* _Data for processing_:
** Start **

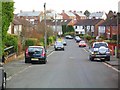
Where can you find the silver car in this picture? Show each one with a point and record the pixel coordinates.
(2, 77)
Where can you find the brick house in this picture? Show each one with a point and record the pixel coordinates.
(109, 26)
(89, 26)
(69, 15)
(32, 16)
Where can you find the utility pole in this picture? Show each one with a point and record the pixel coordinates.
(118, 33)
(56, 24)
(45, 34)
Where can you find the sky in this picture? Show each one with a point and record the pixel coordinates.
(59, 5)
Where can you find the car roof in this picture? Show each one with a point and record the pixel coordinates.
(100, 42)
(37, 46)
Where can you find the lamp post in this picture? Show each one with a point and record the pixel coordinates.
(45, 34)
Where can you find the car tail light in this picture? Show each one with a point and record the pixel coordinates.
(43, 54)
(27, 52)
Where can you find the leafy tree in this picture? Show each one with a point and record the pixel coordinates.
(7, 17)
(87, 13)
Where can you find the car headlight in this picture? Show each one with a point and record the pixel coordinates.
(107, 52)
(92, 52)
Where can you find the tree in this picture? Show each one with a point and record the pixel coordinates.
(7, 17)
(87, 13)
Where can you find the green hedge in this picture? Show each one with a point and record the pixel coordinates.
(12, 40)
(31, 42)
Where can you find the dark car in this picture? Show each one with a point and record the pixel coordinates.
(68, 37)
(59, 46)
(35, 53)
(2, 78)
(64, 42)
(82, 44)
(99, 50)
(77, 39)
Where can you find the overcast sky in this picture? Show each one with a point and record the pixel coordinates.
(59, 5)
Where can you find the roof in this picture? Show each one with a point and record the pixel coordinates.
(80, 14)
(86, 22)
(109, 22)
(29, 13)
(20, 21)
(70, 14)
(96, 14)
(59, 21)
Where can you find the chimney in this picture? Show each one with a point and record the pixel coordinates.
(20, 11)
(63, 11)
(33, 10)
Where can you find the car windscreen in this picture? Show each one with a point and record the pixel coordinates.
(59, 43)
(37, 50)
(100, 44)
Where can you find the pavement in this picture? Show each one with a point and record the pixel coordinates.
(12, 67)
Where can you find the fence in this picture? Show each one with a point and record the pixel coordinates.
(9, 54)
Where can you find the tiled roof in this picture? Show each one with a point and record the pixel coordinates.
(109, 22)
(86, 22)
(70, 14)
(19, 21)
(80, 14)
(59, 21)
(29, 13)
(96, 14)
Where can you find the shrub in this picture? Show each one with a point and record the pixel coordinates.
(31, 42)
(88, 37)
(12, 40)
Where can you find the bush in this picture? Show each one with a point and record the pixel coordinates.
(31, 42)
(88, 37)
(12, 40)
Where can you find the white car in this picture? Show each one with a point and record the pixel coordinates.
(99, 50)
(2, 77)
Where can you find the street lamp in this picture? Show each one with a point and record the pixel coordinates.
(45, 34)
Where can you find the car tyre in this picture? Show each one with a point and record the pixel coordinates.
(108, 59)
(91, 58)
(27, 60)
(4, 82)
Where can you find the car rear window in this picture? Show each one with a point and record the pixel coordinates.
(100, 44)
(38, 50)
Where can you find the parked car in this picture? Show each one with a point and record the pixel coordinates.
(58, 46)
(64, 42)
(68, 37)
(99, 50)
(35, 53)
(77, 39)
(2, 77)
(82, 44)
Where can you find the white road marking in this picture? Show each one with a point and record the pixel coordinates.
(10, 77)
(107, 64)
(111, 67)
(85, 49)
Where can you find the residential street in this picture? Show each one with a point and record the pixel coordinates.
(64, 69)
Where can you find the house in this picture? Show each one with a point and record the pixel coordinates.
(69, 15)
(108, 27)
(56, 24)
(19, 26)
(50, 14)
(79, 15)
(87, 26)
(98, 15)
(32, 16)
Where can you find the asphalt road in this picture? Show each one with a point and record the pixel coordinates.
(66, 69)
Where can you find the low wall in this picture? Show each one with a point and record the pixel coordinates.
(10, 58)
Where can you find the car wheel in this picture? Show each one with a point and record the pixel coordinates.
(108, 59)
(4, 82)
(91, 58)
(27, 60)
(44, 61)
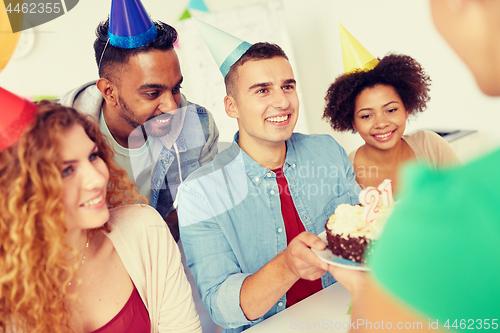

** End **

* _Aim_: Pull out every line above that contains the word "lamp", and copy each one in full.

* _Exercise solution_:
Where can you find the lamp post in this picture? Show each one with a point and record the pixel coordinates.
Where can you find the street lamp in this picture? Show each one with a point and record the pixel coordinates.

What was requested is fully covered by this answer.